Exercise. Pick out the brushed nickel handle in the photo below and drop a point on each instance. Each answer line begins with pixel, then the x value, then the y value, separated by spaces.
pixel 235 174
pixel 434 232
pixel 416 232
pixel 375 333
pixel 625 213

◇ ◇ ◇ ◇ ◇

**Task prompt:** Update the listing by replacing "brushed nickel handle" with "chrome-plated handle" and leaving every other character unchanged.

**Solution to this task:**
Exercise. Pick out the chrome-plated handle in the photo below and drop a point on each instance. Each answer line begins with pixel, then the x value, then the y value, separated by spaces.
pixel 235 174
pixel 434 232
pixel 416 232
pixel 375 333
pixel 625 213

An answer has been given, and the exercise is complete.